Brano |
───

La discussione sulla riforma elettorale in Parlamento è tutta
dentro il paradigma della “governabilità”; ma la governabilità senza
una adeguata rappresentanza non raggiunge proprio l'obiettivo dei
decisionisti: decisioni rapide ed efficienti....ovviamente se si rimane nel
quadro democratico.......
Allo stesso tempo è un errore pensare che la rappresentanza si
salvi solo con una difesa del proporzionale o del bicameralismo cioè con una
difesa tutta dentro il vecchio quadro della democrazia rappresentativa del 900
.
LA NUOVA PUBBLICA AMMINISTRAZIONE SECONDO LA CORTE COSTITUZIONALE
Oggi perfino la giurisprudenza
della Corte Costituzionale ha dovuto riconoscere che, nelle
democrazie moderne, la attività discrezionale della P.A. comporta che ogni singola amministrazione non sia più un centro d’imputazione attributario della cura di uno
specifico e ben definito interesse, ma è sempre più spesso una figura
soggettiva chiamata ad operare scelte dispositive (distributive) di risorse
limitate, dopo aver condotto una propedeutica valutazione di compatibilità fra
– plurimi - interessi pubblici, e fra questi e quelli dei privati, in relazione
ai vari, possibili usi di tali risorse, ciascuno corrispondente ad un dato
interesse. Aggiungo che in tali interessi da confrontare sono ormai unanimemente
compresi anche quelli c.d. diffusi (ad esempio quelli ambientali e di tutela
della salute o della informazione trasparente etc.), basti vedere la
normativa, comunitaria e nazionale, sull'accesso alle informazioni, la partecipazione del pubblico
ai processi decisionali e l'accesso alla giustizia in materia ambientale e la
trasparenza.

───

Consegne |
- A) Trascrivi dal brano sulla riforma elettorale il passo che inizia con "La discussione sulla" e termina con "quadro democratico.......".
- B) Traduci in inglese questa frase del brano sulla riforma elettorale: "Allo stesso tempo è un errore pensare che la rappresentanza si salvi solo con una difesa del proporzionale o del bicameralismo cioè con una difesa tutta dentro il vecchio quadro della democrazia rappresentativa del 900."

Estratto della fonte |
───

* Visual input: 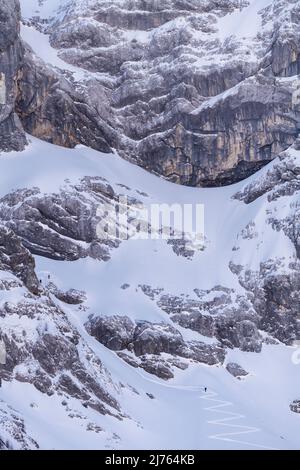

───

Risposte per consegna |
- A)
La discussione sulla riforma elettorale in Parlamento è tutta
dentro il paradigma della “governabilità”; ma la governabilità senza
una adeguata rappresentanza non raggiunge proprio l'obiettivo dei
decisionisti: decisioni rapide ed efficienti....ovviamente se si rimane nel
quadro democratico.......

- B) At the same time, it is a mistake to think that representation can be saved only by defending proportional representation or bicameralism, that is, by a defense that lies entirely within the old framework of twentieth-century representative democracy.